──────── RECORDS FOR PROCESSING ────────

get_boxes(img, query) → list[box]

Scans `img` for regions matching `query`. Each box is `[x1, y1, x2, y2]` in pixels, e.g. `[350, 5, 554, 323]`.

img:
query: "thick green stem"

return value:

────────
──────── RECORDS FOR PROCESSING ────────

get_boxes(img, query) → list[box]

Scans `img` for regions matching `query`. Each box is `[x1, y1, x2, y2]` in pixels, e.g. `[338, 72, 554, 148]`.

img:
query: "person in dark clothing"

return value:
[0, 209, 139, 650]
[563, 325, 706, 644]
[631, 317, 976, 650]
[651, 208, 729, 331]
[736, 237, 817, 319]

────────

### [EXERCISE DESCRIPTION]
Lines holding the string "matching" are the answer; copy each one from the listing above.

### [ANSWER FOR THIS EXERCISE]
Scans `img` for regions matching `query`. Each box is `[x1, y1, x2, y2]` in pixels, e.g. `[350, 5, 554, 323]`.
Scans `img` for regions matching `query`. Each box is `[x1, y1, x2, y2]` in pixels, e.g. `[338, 72, 554, 148]`.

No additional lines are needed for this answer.